[Directions for this task]: Copy all of the data below word for word, keeping each line as it appears.

[The records]:
################

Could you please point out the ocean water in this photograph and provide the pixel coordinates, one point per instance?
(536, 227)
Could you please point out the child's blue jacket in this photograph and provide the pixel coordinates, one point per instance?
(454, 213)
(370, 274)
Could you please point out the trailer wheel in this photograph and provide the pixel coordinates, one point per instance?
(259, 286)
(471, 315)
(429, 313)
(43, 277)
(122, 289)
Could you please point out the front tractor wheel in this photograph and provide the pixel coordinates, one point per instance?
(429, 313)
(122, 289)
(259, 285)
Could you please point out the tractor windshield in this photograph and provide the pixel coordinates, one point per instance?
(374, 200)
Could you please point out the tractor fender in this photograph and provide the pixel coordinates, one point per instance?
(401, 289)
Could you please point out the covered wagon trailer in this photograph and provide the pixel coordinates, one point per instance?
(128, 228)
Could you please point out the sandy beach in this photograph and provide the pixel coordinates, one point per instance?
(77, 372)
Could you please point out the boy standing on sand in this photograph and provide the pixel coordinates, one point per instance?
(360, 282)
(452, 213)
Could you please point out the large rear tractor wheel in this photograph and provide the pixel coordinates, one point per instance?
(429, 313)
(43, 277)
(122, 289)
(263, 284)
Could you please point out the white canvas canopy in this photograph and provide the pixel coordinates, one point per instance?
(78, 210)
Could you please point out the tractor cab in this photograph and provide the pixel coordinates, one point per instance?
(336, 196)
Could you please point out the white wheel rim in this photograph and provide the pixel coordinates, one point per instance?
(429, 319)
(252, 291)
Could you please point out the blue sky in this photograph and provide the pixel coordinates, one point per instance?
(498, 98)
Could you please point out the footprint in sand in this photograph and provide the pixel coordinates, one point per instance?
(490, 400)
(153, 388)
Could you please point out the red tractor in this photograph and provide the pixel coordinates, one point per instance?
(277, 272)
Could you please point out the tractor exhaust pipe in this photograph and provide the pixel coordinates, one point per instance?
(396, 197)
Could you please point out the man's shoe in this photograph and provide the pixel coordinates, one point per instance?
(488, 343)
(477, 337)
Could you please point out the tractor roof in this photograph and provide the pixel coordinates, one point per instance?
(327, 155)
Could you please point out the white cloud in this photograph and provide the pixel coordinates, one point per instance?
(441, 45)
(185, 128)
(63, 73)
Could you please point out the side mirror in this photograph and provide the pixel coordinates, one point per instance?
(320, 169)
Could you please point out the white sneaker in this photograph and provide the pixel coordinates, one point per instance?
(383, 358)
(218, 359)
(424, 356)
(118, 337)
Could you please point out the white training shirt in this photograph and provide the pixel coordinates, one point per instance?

################

[Task result]:
Could you please point out the ocean water in this photograph and provide the pixel coordinates, one point per instance?
(536, 227)
Could you please point out the child's blue jacket in this photograph and provide the pixel coordinates, one point per instance?
(454, 213)
(370, 274)
Could you please point out the trailer wheel in this photograph and provide the pixel coordinates, one point per instance?
(259, 286)
(471, 315)
(429, 313)
(43, 277)
(122, 289)
Could you please point out the front tractor wheel in this photograph and provide the pixel coordinates, one point per instance?
(429, 313)
(122, 289)
(259, 285)
Could you please point out the tractor windshield in this photograph and provide the pixel coordinates, one point per instance?
(374, 200)
Could you please point out the tractor fender in this photograph and provide the pixel coordinates, one point per instance?
(401, 289)
Could you please point out the covered wagon trailer in this photograph and provide the pixel coordinates, one point per instance?
(128, 228)
Could you please point out the sandy beach in this photograph and provide the pixel coordinates, one point per instance?
(77, 372)
Could you please point out the boy standing on sand in this photograph and provide the pixel coordinates, one point per instance?
(360, 282)
(452, 213)
Could you please point out the large rear tractor wheel in this photograph and provide the pixel coordinates, one point per instance?
(429, 313)
(43, 277)
(122, 289)
(263, 284)
Could you please point out the white canvas canopy in this photograph and provide the pixel coordinates, one point per instance?
(78, 210)
Could you please point out the tractor cab in this photograph and provide the pixel coordinates, one point per instance?
(336, 196)
Could you please point out the white wheel rim in this photograph and provide the pixel coordinates, one point per instance?
(429, 319)
(252, 291)
Could you please point out the blue sky in this photograph and provide the pixel coordinates, one point per instance?
(498, 98)
Could you please point out the footprint in sand in this photograph and provide the pixel coordinates, one point per instance?
(490, 400)
(153, 388)
Could you please point out the red tractor in this photograph and provide the pixel coordinates, one point per instance?
(277, 272)
Could you please point out the tractor exhaust pipe in this photograph and provide the pixel coordinates, one point per instance?
(396, 197)
Could you please point out the man's shoe in this photograph and provide the pixel coordinates, one point per instance?
(488, 343)
(477, 337)
Could you please point out the tractor roof in this photograph and provide the pixel coordinates, one point per instance?
(327, 155)
Could you please point out the white cloud in this photograph and provide the pixel coordinates, one point per instance?
(441, 45)
(185, 128)
(63, 73)
Could you please point out the side mirror in this photograph and provide the pixel coordinates, one point per instance?
(320, 169)
Could you please point out the white sneaker in this photograph and provide the pixel coordinates, one point per instance?
(383, 358)
(218, 359)
(424, 356)
(118, 337)
Could you please point out the white training shirt in this photograph and provide the pixel coordinates, one point per instance?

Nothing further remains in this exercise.